PASSAGE PROVIDED:
———

RALEIGH, N.C. (WNCN) – Independence Day celebrations could still go on regardless of limits in place on mass gatherings under a bill the state Senate passed Friday.
Sen. Warren Daniel (R-46) said he recently heard from leaders of some communities who want to go forward with parades and fireworks displays but are uncertain what restrictions will be in place at that point.
“Protesting peacefully is as apple pie as anything in America. It’s a First Amendment right. But, we also shouldn’t discourage people from celebrating what’s right about America,” Daniel said.
Under the bill, Gov. Roy Cooper (D) would not be able to prohibit these events from occurring nor could counties or municipalities. Cooper is expected to announce early next week what the next phase of reopening the state will look like. The current “safer-at-home” order ends June 26.
Some communities, such as Raleigh and Durham, already have canceled their Independence Day events amid the COVID-19 outbreak.
Under the bill, which passed the Senate by a margin of 27-15, groups that want to host parades and fireworks displays would be able to request a permit, and no municipality or county could deny that permit as long as the request is “reasonable.”
A denial of a permit request that is substantially similar to a permit issued a year ago could only occur after a finding of “good cause” that is “documented in writing.”
Sen. Jeff Jackson (D-Mecklenburg) voted against the bill.
“To put municipalities in a situation where if they don’t (issue a permit), they’re subjected to a lawsuit, the outcome of which is entirely uncertain, that’s a step too far,” Jackson said.

———

AVAILABLE DATA:

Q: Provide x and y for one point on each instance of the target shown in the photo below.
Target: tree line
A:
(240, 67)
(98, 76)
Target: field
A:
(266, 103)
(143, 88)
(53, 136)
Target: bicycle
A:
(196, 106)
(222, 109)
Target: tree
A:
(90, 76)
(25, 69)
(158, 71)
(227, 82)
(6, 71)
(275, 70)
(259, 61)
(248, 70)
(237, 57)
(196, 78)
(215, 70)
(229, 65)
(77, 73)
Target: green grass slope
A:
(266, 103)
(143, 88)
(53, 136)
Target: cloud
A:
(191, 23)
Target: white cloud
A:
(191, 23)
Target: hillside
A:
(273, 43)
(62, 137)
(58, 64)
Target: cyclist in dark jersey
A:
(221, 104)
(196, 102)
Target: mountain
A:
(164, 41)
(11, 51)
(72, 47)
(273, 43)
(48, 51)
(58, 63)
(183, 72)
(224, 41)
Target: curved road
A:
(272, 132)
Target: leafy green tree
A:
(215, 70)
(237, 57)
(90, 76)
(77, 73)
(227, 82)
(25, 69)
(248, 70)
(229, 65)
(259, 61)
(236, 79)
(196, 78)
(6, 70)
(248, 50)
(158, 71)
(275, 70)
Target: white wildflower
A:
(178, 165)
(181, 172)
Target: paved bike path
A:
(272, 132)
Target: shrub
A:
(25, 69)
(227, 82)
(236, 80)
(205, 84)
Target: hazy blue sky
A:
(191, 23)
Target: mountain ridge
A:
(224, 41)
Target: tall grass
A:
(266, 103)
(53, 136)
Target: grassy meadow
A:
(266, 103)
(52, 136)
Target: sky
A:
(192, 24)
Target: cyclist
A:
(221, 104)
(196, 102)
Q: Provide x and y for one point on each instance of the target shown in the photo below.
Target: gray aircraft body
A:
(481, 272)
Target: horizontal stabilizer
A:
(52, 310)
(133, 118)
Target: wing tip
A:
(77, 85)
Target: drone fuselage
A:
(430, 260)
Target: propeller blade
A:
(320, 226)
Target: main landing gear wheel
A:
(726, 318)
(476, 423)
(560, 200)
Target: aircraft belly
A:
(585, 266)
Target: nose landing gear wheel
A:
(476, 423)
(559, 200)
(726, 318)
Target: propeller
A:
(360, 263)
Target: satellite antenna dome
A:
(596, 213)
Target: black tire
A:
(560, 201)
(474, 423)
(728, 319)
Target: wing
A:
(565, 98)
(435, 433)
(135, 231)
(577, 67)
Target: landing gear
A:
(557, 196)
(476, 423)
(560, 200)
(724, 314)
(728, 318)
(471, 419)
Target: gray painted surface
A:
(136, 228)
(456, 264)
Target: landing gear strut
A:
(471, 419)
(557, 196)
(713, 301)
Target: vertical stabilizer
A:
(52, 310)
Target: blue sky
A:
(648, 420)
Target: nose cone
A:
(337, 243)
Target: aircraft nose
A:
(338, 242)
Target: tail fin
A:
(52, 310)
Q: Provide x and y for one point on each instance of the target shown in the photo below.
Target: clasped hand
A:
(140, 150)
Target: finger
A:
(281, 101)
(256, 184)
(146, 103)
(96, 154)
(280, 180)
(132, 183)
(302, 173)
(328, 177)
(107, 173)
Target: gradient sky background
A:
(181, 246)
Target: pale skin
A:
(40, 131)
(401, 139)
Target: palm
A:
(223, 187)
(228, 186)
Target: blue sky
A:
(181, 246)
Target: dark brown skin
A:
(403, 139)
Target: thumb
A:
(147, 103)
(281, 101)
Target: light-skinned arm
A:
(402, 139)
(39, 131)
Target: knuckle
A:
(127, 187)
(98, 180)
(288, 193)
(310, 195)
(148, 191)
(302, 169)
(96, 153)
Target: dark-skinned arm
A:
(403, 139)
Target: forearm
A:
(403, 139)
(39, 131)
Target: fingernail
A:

———

TASKS TO CARRY OUT:
A: In the news article about North Carolina's Independence Day bill, by what margin did the state Senate pass the bill?
B: List every person named in the news article about North Carolina's Independence Day bill.

ANSWERS TO THE EXERCISES:
A: 27-15

B: Warren Daniel, Roy Cooper, Jeff Jackson